■ Text shown
SINGAPORE (Reuters) - Electricity producer Summit Power International plans to list on the Singapore Exchange Ltd (SGX) by April, what is likely the first company from Bangladesh to offer shares in the city-state, as it seeks to raise funds to invest in assets across Asia.
Bangladesh’s economic growth soared by 7.28 per cent in the financial year that ended in June 2017 and its population is expected to climb to over 185 million people by 2030.
Together with Pakistan and India, the country is making South Asia a hotspot for liquefied natural gas (LNG) demand, attracting investment from gas producers and power plant builders after years of the country being considered an energy backwater.
“The stock market in Bangladesh is small and our financial demands are much larger... Singapore seems to be becoming a global financial market, so it looks like a good place to list in,” Muhammed Aziz Khan, the chairman of Summit Group, the conglomerate that owns Summit Power, told Reuters in an interview in Singapore.
SGX has granted Summit Power eligibility to list on the exchange, Khan said. SGX declined to confirm the company’s eligibility since the exchange does not typically comment on potential listings, a spokeswoman said.
Summit Power is likely to be the first Bangladeshi firm to list in Singapore; however, the SGX declined to comment.
The company has appointed Citigroup, DBS and UBS as global coordinators, Khan said.
However, Khan declined to give a value of the initial public offering (IPO), saying the information was confidential.
Summit Power has about a 13 per cent share of Bangladesh’s electricity generation market, operating 15 power plants with a combined capacity of about 1,200 megawatts (MW).
Summit is also developing Bangladesh’s second floating storage and regasification unit (FSRU) to handle LNG imports, with the ability to regasify and add 500 million cubic feet per day (cfd) of natural gas to the national grid.
The facility will be located in the Moheshkhali region in the Bay of Bengal is expected to be ready by early next year, said Khan.
Overall, the Summit Group conglomerate had revenue last year of around $500 million from the energy unit as well as its other businesses including port services, communications, hospitality and industrial parks.
Still, the Summit Power unit plans to invest huge sums in projects over the next five years, including in LNG assets in Bangladesh as well as power projects across Asia, Khan said.
“We are looking to invest substantially in the near future and have a robust multi-billion pipeline of projects over the next five years,” he said, without saying how the projects would be funded.
Summit, along with Norway’s Hoegh LNG, is also looking to build a regasification unit in the port of Payra, about 194 km (121 miles) south of the Bangladeshi capital of Dhaka, that could send out 1 billion cfd of gas, an industry source familiar with the matter said, declining to be named due to the confidentiality of the plans.
With up to 30 per cent of the over 160 million people in Bangladesh lacking access to electricity, Summit hopes to invest in projects to meet that expected increase in demand, said Khan.
Bangladesh will require about 7 million tonnes of LNG by 2022 and similar volumes of coal by 2024, Khan said.
“These infrastructure projects are capital intensive and require a lot of money to implement them,” he said.
Summit is also looking to expand into power plant projects outside of Bangladesh. It has bid for a 330-MW plant in Sri Lanka and is studying the markets in Vietnam and Indonesia to tap potential growth, Khan said.

Region pointing data:
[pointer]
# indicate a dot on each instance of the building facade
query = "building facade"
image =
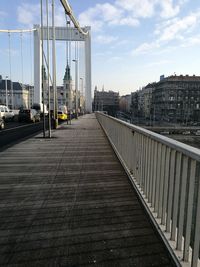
(18, 95)
(177, 98)
(106, 101)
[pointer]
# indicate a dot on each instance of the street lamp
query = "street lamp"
(76, 86)
(6, 91)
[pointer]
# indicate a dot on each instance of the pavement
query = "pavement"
(67, 201)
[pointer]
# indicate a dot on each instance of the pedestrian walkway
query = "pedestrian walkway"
(67, 201)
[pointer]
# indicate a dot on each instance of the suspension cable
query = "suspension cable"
(69, 12)
(22, 65)
(10, 68)
(18, 31)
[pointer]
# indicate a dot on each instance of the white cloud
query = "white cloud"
(168, 9)
(177, 28)
(138, 8)
(29, 14)
(159, 63)
(128, 21)
(106, 39)
(145, 48)
(106, 14)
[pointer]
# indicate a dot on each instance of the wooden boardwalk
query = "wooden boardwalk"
(67, 201)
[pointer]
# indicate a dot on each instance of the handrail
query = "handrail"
(166, 175)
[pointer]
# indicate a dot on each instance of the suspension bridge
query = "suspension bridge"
(98, 192)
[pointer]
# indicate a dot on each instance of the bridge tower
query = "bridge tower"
(62, 34)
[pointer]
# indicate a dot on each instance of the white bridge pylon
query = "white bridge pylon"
(62, 34)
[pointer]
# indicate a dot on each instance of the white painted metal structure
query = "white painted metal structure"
(62, 34)
(165, 173)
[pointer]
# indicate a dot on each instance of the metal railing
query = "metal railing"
(165, 173)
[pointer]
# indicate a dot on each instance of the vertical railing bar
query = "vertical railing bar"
(161, 189)
(146, 165)
(141, 163)
(149, 167)
(176, 196)
(137, 156)
(189, 210)
(154, 174)
(170, 191)
(152, 167)
(159, 160)
(195, 254)
(182, 203)
(134, 155)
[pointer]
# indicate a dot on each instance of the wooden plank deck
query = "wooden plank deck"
(68, 202)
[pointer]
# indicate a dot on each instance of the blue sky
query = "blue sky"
(133, 41)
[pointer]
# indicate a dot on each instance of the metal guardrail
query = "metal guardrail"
(165, 173)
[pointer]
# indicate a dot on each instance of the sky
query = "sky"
(133, 41)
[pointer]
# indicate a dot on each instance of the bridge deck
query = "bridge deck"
(68, 202)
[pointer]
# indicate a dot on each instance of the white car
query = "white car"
(6, 113)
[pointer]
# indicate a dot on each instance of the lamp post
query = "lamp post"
(6, 91)
(76, 86)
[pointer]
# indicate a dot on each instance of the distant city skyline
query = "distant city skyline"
(133, 42)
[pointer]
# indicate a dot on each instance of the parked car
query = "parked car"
(29, 115)
(6, 113)
(2, 124)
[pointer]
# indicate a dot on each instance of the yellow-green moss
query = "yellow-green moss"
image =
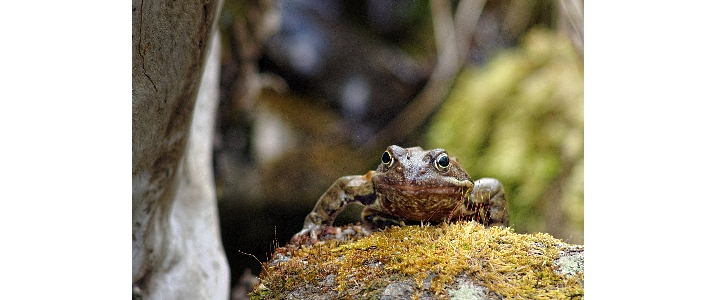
(519, 119)
(509, 264)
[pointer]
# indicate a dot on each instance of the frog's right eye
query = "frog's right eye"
(387, 159)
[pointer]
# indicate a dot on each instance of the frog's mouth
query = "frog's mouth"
(417, 190)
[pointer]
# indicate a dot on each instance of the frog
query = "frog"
(410, 186)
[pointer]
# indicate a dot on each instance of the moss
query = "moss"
(432, 257)
(519, 119)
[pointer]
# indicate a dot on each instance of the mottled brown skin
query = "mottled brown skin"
(409, 186)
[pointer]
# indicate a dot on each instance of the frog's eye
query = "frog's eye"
(441, 162)
(387, 159)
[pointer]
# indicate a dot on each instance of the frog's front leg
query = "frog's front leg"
(493, 210)
(345, 190)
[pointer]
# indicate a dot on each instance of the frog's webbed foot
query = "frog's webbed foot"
(493, 210)
(345, 190)
(374, 219)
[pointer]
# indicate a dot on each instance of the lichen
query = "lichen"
(507, 264)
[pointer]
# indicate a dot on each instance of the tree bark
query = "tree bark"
(176, 247)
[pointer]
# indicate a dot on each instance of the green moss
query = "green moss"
(519, 119)
(506, 263)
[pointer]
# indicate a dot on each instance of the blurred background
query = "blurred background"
(313, 90)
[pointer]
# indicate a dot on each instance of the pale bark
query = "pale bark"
(176, 247)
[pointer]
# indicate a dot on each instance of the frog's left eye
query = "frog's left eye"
(387, 159)
(441, 162)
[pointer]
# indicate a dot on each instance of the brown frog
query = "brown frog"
(410, 186)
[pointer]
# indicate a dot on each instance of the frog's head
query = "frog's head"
(415, 172)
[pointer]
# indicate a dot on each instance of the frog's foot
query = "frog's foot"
(493, 209)
(374, 219)
(309, 234)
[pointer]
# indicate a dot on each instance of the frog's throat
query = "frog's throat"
(418, 189)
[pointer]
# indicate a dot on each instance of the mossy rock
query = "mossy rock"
(519, 119)
(449, 261)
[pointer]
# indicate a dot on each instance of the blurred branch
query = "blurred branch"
(571, 14)
(453, 38)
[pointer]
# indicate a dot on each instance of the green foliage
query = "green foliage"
(520, 119)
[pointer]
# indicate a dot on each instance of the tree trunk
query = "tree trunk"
(176, 247)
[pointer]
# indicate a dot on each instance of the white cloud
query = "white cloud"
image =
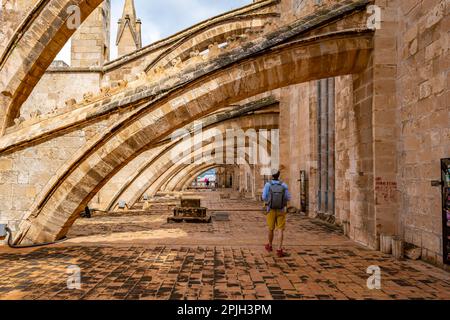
(161, 19)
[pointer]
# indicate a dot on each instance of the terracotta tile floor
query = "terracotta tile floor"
(142, 257)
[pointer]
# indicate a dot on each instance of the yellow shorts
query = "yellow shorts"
(276, 219)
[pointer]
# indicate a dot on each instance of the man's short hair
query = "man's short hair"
(276, 175)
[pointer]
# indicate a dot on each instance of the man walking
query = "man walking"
(276, 195)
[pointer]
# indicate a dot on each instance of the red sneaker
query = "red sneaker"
(281, 253)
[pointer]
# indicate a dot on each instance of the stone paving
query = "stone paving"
(141, 256)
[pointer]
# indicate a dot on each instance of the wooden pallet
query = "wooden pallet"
(189, 219)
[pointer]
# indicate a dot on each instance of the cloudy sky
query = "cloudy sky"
(164, 18)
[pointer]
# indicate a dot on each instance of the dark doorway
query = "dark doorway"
(445, 165)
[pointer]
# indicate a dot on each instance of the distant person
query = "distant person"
(276, 195)
(86, 213)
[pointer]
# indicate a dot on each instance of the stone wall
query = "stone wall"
(423, 119)
(24, 174)
(56, 87)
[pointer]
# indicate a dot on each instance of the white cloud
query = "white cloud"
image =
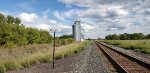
(110, 16)
(42, 22)
(87, 27)
(28, 17)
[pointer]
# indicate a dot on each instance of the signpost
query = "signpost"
(53, 30)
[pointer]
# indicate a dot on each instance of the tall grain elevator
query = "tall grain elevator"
(76, 31)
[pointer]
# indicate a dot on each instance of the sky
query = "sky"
(98, 17)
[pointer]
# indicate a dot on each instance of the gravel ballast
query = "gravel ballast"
(87, 61)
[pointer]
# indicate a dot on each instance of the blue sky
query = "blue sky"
(98, 17)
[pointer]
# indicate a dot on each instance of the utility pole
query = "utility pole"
(53, 30)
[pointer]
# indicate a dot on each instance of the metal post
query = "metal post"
(54, 50)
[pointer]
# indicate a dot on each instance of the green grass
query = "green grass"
(142, 46)
(30, 59)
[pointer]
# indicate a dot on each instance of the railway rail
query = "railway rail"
(122, 62)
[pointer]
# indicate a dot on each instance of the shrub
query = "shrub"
(59, 56)
(11, 65)
(25, 63)
(46, 59)
(2, 68)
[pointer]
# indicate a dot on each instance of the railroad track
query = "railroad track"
(123, 63)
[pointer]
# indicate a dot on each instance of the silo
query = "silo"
(77, 28)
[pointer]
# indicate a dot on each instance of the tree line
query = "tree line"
(126, 36)
(13, 33)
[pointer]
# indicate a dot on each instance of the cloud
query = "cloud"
(28, 17)
(86, 27)
(42, 22)
(110, 16)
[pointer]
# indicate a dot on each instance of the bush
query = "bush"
(11, 65)
(59, 56)
(45, 59)
(25, 63)
(2, 68)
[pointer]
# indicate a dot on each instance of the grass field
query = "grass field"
(142, 46)
(11, 59)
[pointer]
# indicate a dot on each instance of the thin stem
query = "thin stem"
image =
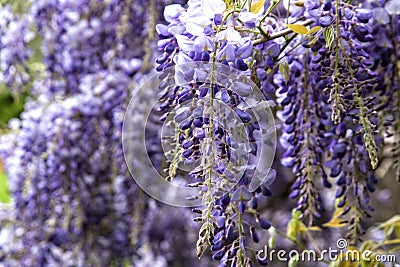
(280, 33)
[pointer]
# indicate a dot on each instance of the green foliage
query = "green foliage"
(4, 192)
(10, 107)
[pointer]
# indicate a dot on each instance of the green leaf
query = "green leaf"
(297, 28)
(329, 35)
(256, 7)
(4, 191)
(284, 69)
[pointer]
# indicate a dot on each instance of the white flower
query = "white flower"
(196, 22)
(230, 35)
(212, 7)
(393, 7)
(172, 11)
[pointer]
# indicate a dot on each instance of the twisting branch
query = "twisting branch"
(280, 33)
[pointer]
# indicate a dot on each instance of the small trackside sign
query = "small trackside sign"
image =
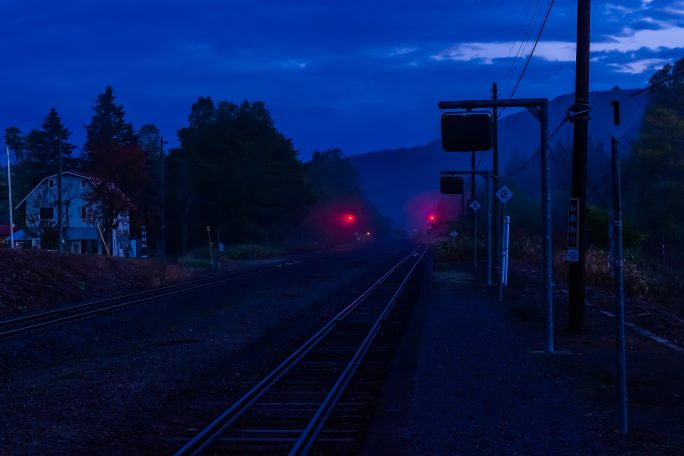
(504, 194)
(573, 231)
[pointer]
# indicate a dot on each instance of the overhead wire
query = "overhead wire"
(536, 42)
(522, 46)
(531, 157)
(515, 40)
(529, 57)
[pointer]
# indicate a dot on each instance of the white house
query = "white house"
(82, 223)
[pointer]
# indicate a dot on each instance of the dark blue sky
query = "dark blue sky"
(359, 75)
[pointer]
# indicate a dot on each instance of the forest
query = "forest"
(230, 173)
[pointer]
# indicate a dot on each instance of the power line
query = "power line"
(523, 45)
(515, 40)
(529, 57)
(531, 157)
(536, 41)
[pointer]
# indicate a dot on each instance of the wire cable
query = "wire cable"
(515, 40)
(531, 157)
(536, 42)
(529, 57)
(523, 45)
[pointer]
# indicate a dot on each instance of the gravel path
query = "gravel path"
(470, 380)
(143, 381)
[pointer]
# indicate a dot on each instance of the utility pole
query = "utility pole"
(162, 201)
(59, 187)
(495, 178)
(579, 115)
(472, 192)
(9, 188)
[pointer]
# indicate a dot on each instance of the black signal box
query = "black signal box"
(466, 131)
(451, 185)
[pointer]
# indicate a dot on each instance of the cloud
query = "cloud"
(630, 41)
(638, 66)
(553, 51)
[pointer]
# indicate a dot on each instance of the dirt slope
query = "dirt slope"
(32, 280)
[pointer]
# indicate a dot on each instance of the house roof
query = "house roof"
(90, 178)
(94, 180)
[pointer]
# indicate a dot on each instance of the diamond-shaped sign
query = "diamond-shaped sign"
(504, 194)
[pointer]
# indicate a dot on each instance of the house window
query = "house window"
(47, 213)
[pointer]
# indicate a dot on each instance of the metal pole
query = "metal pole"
(619, 279)
(9, 189)
(495, 172)
(211, 253)
(475, 236)
(577, 270)
(489, 231)
(60, 222)
(472, 189)
(162, 202)
(546, 209)
(501, 255)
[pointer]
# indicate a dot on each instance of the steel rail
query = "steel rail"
(313, 429)
(214, 430)
(28, 323)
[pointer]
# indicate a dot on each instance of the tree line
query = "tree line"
(232, 171)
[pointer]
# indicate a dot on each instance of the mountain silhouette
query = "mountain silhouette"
(404, 183)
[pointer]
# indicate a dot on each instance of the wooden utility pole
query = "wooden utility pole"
(162, 199)
(60, 211)
(495, 178)
(579, 115)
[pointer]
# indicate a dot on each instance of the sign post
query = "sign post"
(504, 255)
(475, 205)
(539, 108)
(504, 194)
(619, 271)
(573, 231)
(143, 241)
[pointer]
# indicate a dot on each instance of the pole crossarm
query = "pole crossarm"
(451, 173)
(539, 108)
(511, 103)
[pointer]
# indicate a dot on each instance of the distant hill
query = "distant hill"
(404, 183)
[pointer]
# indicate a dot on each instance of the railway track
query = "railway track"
(15, 327)
(316, 400)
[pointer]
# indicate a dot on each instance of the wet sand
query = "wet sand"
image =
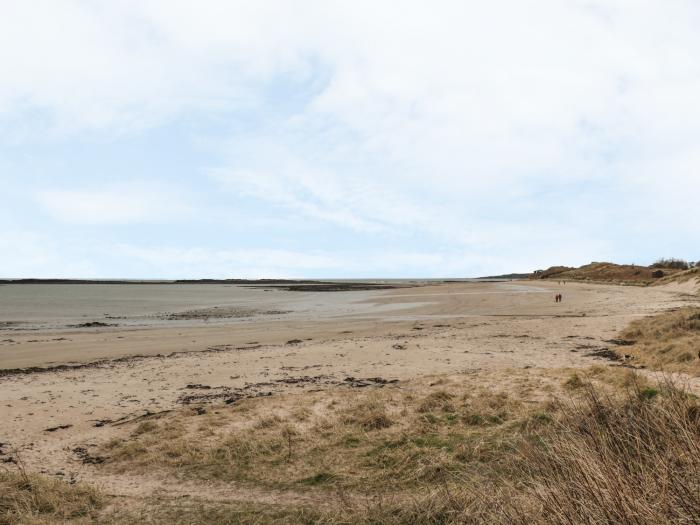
(487, 329)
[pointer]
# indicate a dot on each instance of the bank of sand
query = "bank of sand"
(495, 333)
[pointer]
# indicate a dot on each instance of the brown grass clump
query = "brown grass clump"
(607, 272)
(388, 439)
(33, 499)
(630, 458)
(668, 341)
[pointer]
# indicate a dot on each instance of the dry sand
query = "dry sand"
(491, 331)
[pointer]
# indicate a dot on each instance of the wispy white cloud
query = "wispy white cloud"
(117, 204)
(492, 134)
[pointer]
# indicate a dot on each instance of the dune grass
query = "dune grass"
(669, 341)
(34, 499)
(389, 440)
(628, 456)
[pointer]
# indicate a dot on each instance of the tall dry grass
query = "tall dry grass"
(602, 455)
(669, 341)
(35, 499)
(629, 461)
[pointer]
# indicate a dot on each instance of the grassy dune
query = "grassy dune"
(668, 341)
(34, 499)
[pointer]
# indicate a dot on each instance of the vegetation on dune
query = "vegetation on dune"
(663, 270)
(599, 456)
(677, 264)
(383, 439)
(33, 499)
(668, 341)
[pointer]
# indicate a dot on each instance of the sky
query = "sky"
(263, 138)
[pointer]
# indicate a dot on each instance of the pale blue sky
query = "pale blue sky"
(164, 139)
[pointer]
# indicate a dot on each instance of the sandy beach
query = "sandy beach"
(500, 333)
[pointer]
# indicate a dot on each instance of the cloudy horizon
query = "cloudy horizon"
(244, 139)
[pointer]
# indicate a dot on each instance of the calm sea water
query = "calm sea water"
(61, 305)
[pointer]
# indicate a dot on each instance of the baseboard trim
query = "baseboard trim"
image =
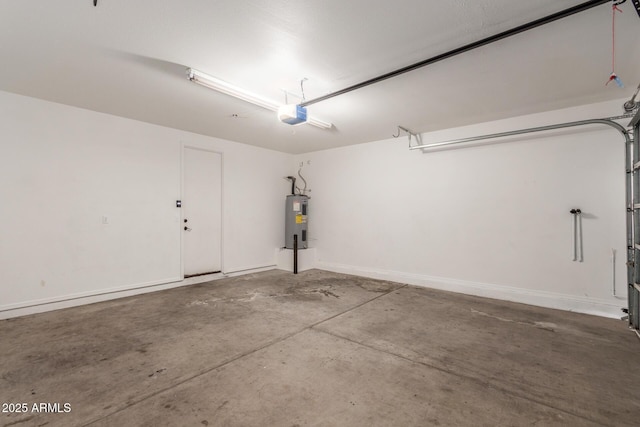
(525, 296)
(73, 300)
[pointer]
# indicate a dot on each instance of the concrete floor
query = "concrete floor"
(319, 348)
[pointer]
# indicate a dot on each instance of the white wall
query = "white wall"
(490, 220)
(62, 169)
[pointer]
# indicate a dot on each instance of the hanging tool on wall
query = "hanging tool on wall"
(577, 235)
(614, 77)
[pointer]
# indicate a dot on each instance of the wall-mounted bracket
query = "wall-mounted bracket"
(409, 133)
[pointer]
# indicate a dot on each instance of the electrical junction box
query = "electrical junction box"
(292, 114)
(296, 221)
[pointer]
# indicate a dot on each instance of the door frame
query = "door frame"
(183, 147)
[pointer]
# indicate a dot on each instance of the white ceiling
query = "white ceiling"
(129, 58)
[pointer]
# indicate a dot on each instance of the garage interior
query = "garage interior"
(371, 213)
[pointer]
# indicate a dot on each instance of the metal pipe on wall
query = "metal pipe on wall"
(576, 213)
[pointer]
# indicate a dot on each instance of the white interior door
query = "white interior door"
(202, 212)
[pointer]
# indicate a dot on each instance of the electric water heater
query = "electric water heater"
(296, 221)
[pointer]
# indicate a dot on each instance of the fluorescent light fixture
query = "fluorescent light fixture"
(231, 90)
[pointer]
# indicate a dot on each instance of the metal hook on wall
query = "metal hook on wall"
(409, 134)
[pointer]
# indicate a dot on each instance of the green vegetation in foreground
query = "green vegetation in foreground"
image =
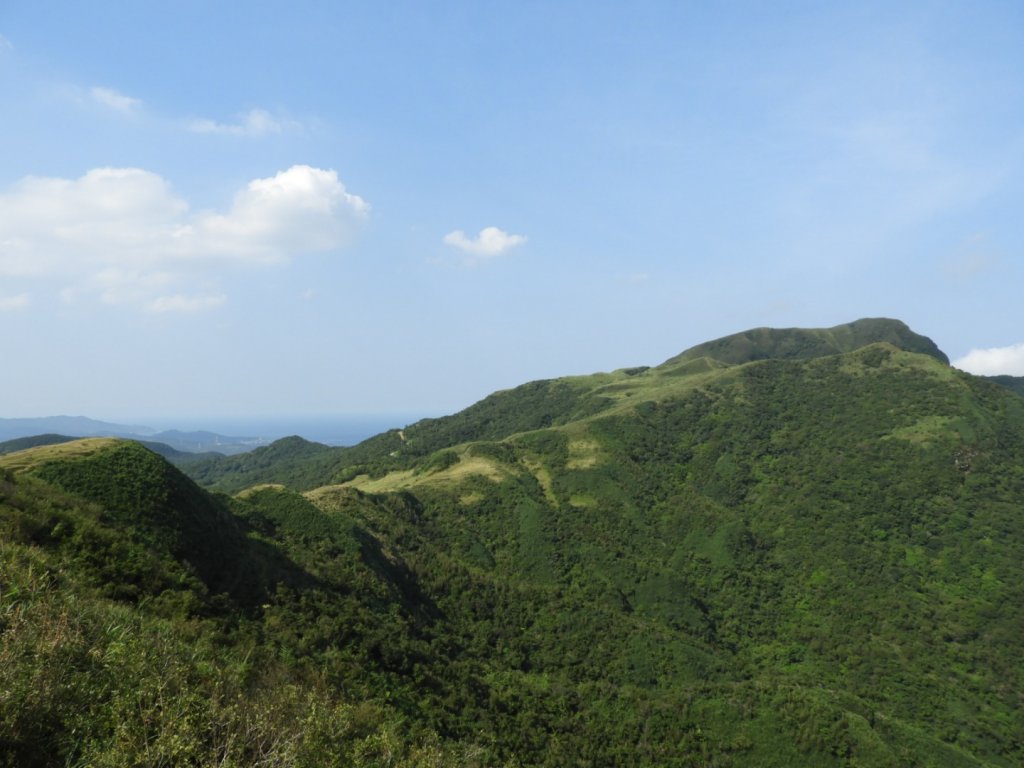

■ Problem
Repeat the passage of the Summit Power article from "Summit, along with" to "demand, said Khan." word for word. This data has no connection to the article about Summit Power.

■ Task solution
Summit, along with Norway’s Hoegh LNG, is also looking to build a regasification unit in the port of Payra, about 194 km (121 miles) south of the Bangladeshi capital of Dhaka, that could send out 1 billion cfd of gas, an industry source familiar with the matter said, declining to be named due to the confidentiality of the plans.
With up to 30 per cent of the over 160 million people in Bangladesh lacking access to electricity, Summit hopes to invest in projects to meet that expected increase in demand, said Khan.